[Written instruction] In the listing below, please print the line that contains "the woman holding" and every line that follows it, exactly.

## Begin Stored rows

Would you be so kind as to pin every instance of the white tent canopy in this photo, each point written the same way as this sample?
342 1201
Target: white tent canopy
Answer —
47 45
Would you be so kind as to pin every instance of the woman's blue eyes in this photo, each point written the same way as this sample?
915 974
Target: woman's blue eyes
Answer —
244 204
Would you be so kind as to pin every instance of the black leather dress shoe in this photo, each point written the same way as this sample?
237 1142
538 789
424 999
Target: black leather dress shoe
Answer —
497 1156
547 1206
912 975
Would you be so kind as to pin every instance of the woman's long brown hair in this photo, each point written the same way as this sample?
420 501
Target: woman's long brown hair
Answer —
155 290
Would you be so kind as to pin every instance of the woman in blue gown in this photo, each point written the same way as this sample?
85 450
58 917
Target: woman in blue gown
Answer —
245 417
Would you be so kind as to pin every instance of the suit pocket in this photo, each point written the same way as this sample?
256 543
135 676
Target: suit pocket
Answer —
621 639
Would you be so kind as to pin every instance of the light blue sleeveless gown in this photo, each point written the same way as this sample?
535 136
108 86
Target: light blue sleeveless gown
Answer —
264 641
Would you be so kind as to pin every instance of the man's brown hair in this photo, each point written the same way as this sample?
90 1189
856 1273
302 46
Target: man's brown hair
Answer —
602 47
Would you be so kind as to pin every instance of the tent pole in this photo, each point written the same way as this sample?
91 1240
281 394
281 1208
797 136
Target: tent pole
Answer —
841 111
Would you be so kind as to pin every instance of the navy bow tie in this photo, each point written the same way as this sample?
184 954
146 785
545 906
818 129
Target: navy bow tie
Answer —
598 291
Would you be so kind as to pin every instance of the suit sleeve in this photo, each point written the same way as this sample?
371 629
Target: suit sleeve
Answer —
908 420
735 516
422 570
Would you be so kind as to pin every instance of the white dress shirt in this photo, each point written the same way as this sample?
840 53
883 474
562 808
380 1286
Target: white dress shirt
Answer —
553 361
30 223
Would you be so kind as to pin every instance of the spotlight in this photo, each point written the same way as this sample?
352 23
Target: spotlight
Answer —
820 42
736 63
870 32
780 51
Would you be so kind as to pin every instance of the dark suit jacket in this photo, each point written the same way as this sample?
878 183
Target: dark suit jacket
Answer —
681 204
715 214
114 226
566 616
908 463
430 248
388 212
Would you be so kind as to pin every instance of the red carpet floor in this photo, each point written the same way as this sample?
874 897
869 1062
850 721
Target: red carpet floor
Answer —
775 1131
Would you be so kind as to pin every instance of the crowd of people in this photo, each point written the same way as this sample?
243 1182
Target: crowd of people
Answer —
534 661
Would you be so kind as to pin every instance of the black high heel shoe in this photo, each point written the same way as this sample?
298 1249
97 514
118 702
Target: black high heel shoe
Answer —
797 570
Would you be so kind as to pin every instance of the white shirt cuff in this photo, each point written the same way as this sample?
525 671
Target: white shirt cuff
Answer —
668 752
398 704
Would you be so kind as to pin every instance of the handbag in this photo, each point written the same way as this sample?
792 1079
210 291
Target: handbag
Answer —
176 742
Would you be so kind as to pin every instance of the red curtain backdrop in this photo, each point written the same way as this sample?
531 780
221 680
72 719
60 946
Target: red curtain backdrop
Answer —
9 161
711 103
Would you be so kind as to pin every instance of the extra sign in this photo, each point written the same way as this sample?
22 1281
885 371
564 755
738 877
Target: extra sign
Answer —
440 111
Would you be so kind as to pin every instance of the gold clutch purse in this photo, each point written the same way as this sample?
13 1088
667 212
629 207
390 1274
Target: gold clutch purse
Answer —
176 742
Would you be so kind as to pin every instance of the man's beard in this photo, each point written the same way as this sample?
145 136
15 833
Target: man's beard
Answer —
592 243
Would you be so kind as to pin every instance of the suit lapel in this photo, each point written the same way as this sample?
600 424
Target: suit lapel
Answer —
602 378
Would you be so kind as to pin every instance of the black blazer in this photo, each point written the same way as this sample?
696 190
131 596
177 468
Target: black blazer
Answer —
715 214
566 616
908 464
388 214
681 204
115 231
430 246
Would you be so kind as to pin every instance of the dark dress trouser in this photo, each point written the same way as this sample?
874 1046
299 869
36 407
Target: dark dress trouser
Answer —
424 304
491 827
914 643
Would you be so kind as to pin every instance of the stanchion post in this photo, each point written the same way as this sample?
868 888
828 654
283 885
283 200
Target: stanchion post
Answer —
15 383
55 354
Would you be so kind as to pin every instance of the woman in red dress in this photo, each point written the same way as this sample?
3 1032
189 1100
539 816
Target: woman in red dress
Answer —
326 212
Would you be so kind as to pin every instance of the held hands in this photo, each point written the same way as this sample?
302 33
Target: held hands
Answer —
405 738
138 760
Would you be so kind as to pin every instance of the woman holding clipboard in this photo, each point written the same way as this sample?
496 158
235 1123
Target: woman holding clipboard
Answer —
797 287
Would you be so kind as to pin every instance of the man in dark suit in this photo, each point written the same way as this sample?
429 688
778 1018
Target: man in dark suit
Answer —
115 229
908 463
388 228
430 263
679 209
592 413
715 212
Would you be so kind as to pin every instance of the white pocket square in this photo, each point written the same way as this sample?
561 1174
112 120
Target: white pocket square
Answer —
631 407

## End Stored rows

[Response]
Would you be so kind as to pin every instance of the woman holding clipboard in this photo, each point written the same way as this sample?
496 158
235 1123
Target: woman holding clipboard
Answer —
797 287
Would you be so kind as to pin every instance of the man in dark suit in this photo, each point written the same way as this sample?
429 688
778 1018
Target: man in dark suit
Answer —
115 229
908 463
388 228
430 263
679 209
592 413
715 212
Would you be so kind as to pin every instance of the white pocket square in this photo, each point written the same way as this sample?
561 1174
112 120
Target: white pocket square
Answer —
631 407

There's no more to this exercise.